* **Material for the task**:
## Begin

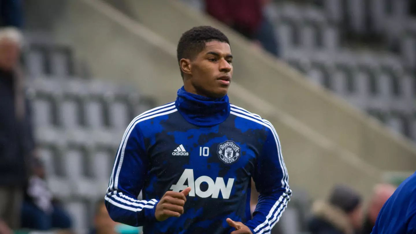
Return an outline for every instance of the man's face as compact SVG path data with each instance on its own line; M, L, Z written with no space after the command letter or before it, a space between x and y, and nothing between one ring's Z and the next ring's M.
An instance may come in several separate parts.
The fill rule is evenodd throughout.
M205 48L190 62L190 81L196 92L213 98L225 96L233 76L232 60L228 43L218 41L206 43Z
M94 222L97 233L114 233L114 227L117 224L110 217L104 203L100 206L98 212L95 215Z
M0 40L0 68L11 70L17 64L20 55L19 45L5 38Z

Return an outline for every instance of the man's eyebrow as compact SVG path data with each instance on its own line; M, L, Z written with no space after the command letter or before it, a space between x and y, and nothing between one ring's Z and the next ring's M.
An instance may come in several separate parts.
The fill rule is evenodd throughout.
M218 57L220 56L220 54L218 54L218 53L217 53L216 52L214 52L213 51L209 51L209 52L207 52L206 54L207 55L215 55L215 56L218 56ZM233 55L232 55L230 54L228 54L226 55L225 57L226 57L226 58L233 58Z

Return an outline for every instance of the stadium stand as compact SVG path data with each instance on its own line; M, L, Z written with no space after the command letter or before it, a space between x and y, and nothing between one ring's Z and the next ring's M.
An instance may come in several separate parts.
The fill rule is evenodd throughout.
M181 81L174 45L180 34L194 25L211 24L229 35L240 69L230 90L232 100L273 123L284 142L291 183L307 191L294 195L292 208L280 223L289 224L281 228L292 233L304 229L307 205L297 207L308 204L307 194L319 197L343 181L367 195L384 172L414 169L413 143L332 94L416 139L416 82L409 67L411 60L416 60L409 52L416 41L411 33L400 42L403 57L358 50L345 45L345 32L337 18L342 14L336 13L342 11L340 0L318 5L276 1L266 12L278 32L282 58L295 71L247 49L239 35L202 15L202 0L185 1L200 11L173 0L126 0L120 7L117 1L106 1L116 8L97 0L63 1L62 6L42 0L29 7L45 14L40 19L29 15L28 27L47 25L40 29L50 31L47 37L66 45L37 42L25 62L35 77L31 85L37 136L49 183L81 232L88 228L91 202L101 197L106 188L115 150L130 119L155 102L174 98ZM354 9L360 5L352 2L357 4ZM41 20L43 23L37 24ZM354 20L358 20L352 24L354 30L362 31L362 18ZM387 30L383 25L380 30ZM84 60L89 70L85 73L94 79L77 77L82 72L77 61ZM404 66L405 62L409 66ZM305 79L316 85L305 85ZM115 82L131 86L123 89ZM138 90L153 99L141 97Z
M39 154L51 190L74 219L77 233L85 233L126 126L155 104L130 87L77 77L70 47L27 38L23 58Z

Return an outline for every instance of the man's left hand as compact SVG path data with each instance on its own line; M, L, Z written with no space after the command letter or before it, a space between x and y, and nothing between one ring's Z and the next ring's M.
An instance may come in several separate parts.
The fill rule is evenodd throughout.
M230 234L253 234L250 229L241 222L235 222L228 218L227 219L227 222L229 225L235 229L235 231Z

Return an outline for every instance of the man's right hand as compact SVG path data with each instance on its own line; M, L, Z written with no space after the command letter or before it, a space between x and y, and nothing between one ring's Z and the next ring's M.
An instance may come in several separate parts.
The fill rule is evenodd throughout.
M191 187L188 187L181 192L166 192L156 205L156 219L163 221L169 217L181 216L183 214L183 205L190 191Z

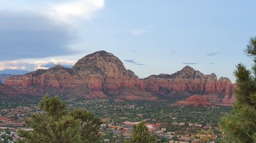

## End

* **Work to be completed**: Copy out the rows word for word, starting at the beginning of the rows and ending after the line that contains "M218 57L220 56L220". Leave the pictures out of your answer.

* **Solution**:
Return an outline for every instance of the man's face as compact SVG path data with each instance on its own line; M, L, Z written with no space after the command letter or before it, a space between x and y, and nothing between one ring's Z and the next ring's M.
An instance may come in several separate parts.
The fill rule is evenodd throughout.
M205 48L190 62L190 81L196 92L213 98L225 96L233 76L232 60L228 43L218 41L206 43Z
M94 222L97 233L114 233L114 227L117 224L110 217L104 203L100 206L98 212L95 215Z
M0 40L0 68L11 70L17 64L20 55L19 45L5 38Z

Return an outline for every instance of the man's eyebrow as compact SVG path data with each instance on its own line; M, L, Z written with no space after the command letter or before it, a space between x and y, and nothing between one ring's Z and the next ring's M.
An instance may come in several separate parts.
The fill rule is evenodd throughout.
M218 57L220 56L220 54L218 54L218 53L217 53L216 52L214 52L213 51L209 51L209 52L207 52L206 54L207 55L215 55L215 56L218 56ZM233 55L232 55L230 54L228 54L226 55L225 57L226 57L226 58L233 58Z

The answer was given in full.